=== Challenges ===
1/ Answer these questions about the newcomers post:
(a) How many years of experience does the poster have as a network engineer?
(b) What amount are the poster's funds limited to?
(c) What is the longest commute the poster would prefer?
2/ Swap "hostel" for "motel" in the newcomers post, then write out the part that opens with the words "PR since two" and closes with "required to show?".

# Newcomers - Limited funds



## cxguzman (Dec 13, 2012)

About myself:

PR since two years ago but living outside Canada.
Planning to move altogether on first week of August before school starts.
34 years old, married with 3 kids (age are 4,6,& 8).
Network Engineer (CCIE) with 8 years experience.
Wife will not work for the first year to look after the kids.
Will look for work somewhere in Toronto where Tech companies are.
Probably stay in a hostel initially for first week until we find a 2 br apt to rent.
Will be leaving all furnitures and electrical appliances, will be buying from there. 
Prefer to live close to the city within max 45 minutes commute.
Funds limited to 30K

Questions:

1. Is it possible to arrange/look for a 2 br apt in a week period and move the next week? How fast can it be, including all the paperworks? Any papers I would be required to show?

(Data listing)
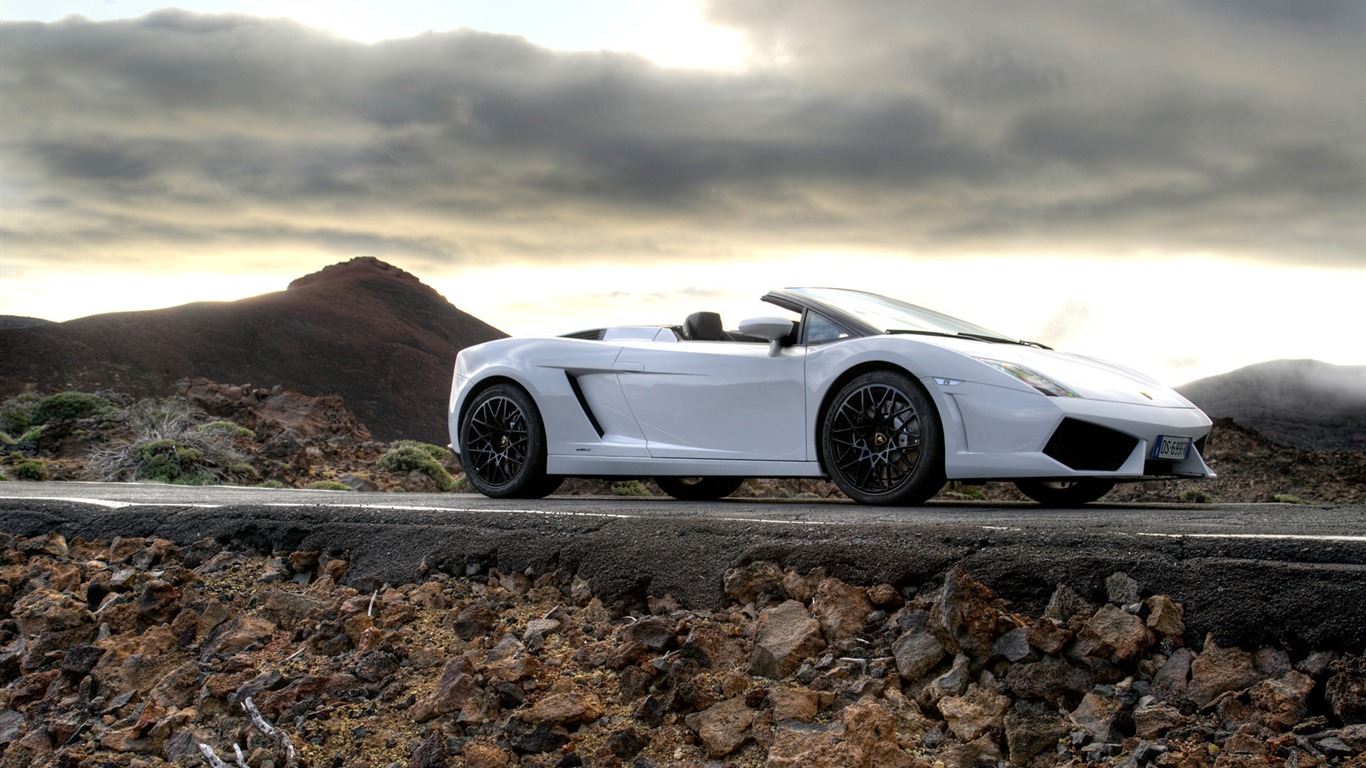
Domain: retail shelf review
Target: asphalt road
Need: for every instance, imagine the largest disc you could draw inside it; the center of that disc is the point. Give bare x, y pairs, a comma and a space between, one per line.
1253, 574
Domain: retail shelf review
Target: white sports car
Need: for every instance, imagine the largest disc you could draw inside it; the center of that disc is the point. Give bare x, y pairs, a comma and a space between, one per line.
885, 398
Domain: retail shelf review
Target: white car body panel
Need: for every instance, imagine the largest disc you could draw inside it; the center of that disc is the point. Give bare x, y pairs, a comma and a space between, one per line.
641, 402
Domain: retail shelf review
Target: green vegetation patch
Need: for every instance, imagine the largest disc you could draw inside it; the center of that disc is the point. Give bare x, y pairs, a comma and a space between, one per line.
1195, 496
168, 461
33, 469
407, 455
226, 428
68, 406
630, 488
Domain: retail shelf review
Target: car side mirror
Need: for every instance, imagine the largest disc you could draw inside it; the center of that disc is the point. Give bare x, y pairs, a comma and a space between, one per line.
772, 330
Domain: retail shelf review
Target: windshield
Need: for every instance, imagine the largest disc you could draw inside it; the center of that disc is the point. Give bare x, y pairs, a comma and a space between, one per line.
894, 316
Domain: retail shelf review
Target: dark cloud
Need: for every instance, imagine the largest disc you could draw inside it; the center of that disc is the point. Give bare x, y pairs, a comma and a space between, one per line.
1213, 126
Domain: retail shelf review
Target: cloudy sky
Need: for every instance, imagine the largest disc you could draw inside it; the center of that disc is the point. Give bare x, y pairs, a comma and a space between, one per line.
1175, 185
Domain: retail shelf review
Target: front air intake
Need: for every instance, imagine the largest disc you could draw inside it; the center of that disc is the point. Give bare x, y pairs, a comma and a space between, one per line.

=== Answers to the exercise ===
1/
(a) 8 years
(b) 30K
(c) 45 minutes

2/
PR since two years ago but living outside Canada.
Planning to move altogether on first week of August before school starts.
34 years old, married with 3 kids (age are 4,6,& 8).
Network Engineer (CCIE) with 8 years experience.
Wife will not work for the first year to look after the kids.
Will look for work somewhere in Toronto where Tech companies are.
Probably stay in a motel initially for first week until we find a 2 br apt to rent.
Will be leaving all furnitures and electrical appliances, will be buying from there. 
Prefer to live close to the city within max 45 minutes commute.
Funds limited to 30K

Questions:

1. Is it possible to arrange/look for a 2 br apt in a week period and move the next week? How fast can it be, including all the paperworks? Any papers I would be required to show?